= DIRECTIONS =
Convert the records below into a JSON list of strings, one string per line, omitting any blank lines.

= DATA SECTION =
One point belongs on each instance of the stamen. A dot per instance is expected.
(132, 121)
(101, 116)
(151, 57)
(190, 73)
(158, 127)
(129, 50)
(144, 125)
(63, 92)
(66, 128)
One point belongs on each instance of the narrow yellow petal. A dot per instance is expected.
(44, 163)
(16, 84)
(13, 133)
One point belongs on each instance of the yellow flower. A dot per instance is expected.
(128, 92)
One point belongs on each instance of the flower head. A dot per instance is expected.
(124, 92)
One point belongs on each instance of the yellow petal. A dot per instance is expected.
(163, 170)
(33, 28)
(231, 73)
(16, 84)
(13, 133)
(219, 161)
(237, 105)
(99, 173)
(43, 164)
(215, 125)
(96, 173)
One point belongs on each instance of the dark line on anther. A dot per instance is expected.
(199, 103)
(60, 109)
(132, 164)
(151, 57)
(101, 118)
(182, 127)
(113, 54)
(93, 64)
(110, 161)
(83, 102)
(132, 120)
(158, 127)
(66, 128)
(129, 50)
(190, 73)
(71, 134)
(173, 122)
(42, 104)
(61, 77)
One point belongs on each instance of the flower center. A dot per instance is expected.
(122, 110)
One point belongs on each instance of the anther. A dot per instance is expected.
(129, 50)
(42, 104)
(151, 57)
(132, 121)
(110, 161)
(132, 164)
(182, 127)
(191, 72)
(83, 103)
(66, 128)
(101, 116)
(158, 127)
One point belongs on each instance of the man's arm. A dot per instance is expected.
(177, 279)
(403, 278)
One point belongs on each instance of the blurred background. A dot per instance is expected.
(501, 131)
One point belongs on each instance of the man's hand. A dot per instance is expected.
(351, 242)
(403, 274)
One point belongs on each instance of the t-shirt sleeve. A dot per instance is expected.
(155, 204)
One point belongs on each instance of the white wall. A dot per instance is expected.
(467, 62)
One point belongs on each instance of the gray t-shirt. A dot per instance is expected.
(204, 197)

= FULL ANSWER =
[
  "One point belongs on each instance of the stamen. A dot per instance is expected.",
  "(132, 121)",
  "(101, 116)",
  "(151, 57)",
  "(190, 73)",
  "(158, 127)",
  "(129, 50)",
  "(144, 125)",
  "(63, 92)",
  "(66, 128)",
  "One point belongs on each instance of the narrow yellow petal. A dot per instance is expected.",
  "(44, 163)",
  "(16, 84)",
  "(13, 133)",
  "One point belongs on each instance of the yellow flower. A dot per instance is expected.",
  "(128, 92)",
  "One point belongs on each instance of the flower head. A dot per instance is expected.",
  "(124, 92)",
  "One point belongs on each instance of the yellow petal. A dot per instance is expected.",
  "(163, 170)",
  "(33, 28)",
  "(231, 73)",
  "(16, 84)",
  "(13, 133)",
  "(219, 161)",
  "(237, 105)",
  "(99, 173)",
  "(43, 164)",
  "(215, 125)",
  "(96, 173)",
  "One point belongs on each instance of the dark line on anther. A dot per instance is expected.",
  "(199, 103)",
  "(60, 109)",
  "(132, 164)",
  "(151, 57)",
  "(101, 118)",
  "(182, 127)",
  "(113, 54)",
  "(93, 64)",
  "(110, 161)",
  "(83, 102)",
  "(132, 120)",
  "(158, 127)",
  "(66, 128)",
  "(129, 50)",
  "(190, 73)",
  "(71, 134)",
  "(173, 122)",
  "(42, 104)",
  "(61, 77)",
  "One point belongs on each instance of the flower center. A dot per instance is expected.",
  "(122, 110)",
  "One point belongs on each instance of the anther. A dot per instance is expected.",
  "(129, 50)",
  "(42, 104)",
  "(151, 57)",
  "(132, 121)",
  "(110, 161)",
  "(132, 164)",
  "(182, 127)",
  "(191, 72)",
  "(83, 103)",
  "(66, 128)",
  "(101, 116)",
  "(158, 127)",
  "One point belongs on each instance of the man's arm. A dot per instance is expected.",
  "(177, 279)",
  "(403, 278)",
  "One point belongs on each instance of the blurred background. A dot per instance is expected.",
  "(501, 131)",
  "One point belongs on each instance of the man's hand. A dot per instance is expected.",
  "(351, 242)",
  "(403, 274)",
  "One point belongs on each instance of the t-shirt sleeve. A dot per instance is expected.",
  "(155, 204)",
  "One point belongs on each instance of the white wall. A dot per instance is expected.",
  "(467, 62)",
  "One point belongs on each instance of the gray t-shirt. A dot per instance is expected.",
  "(204, 197)"
]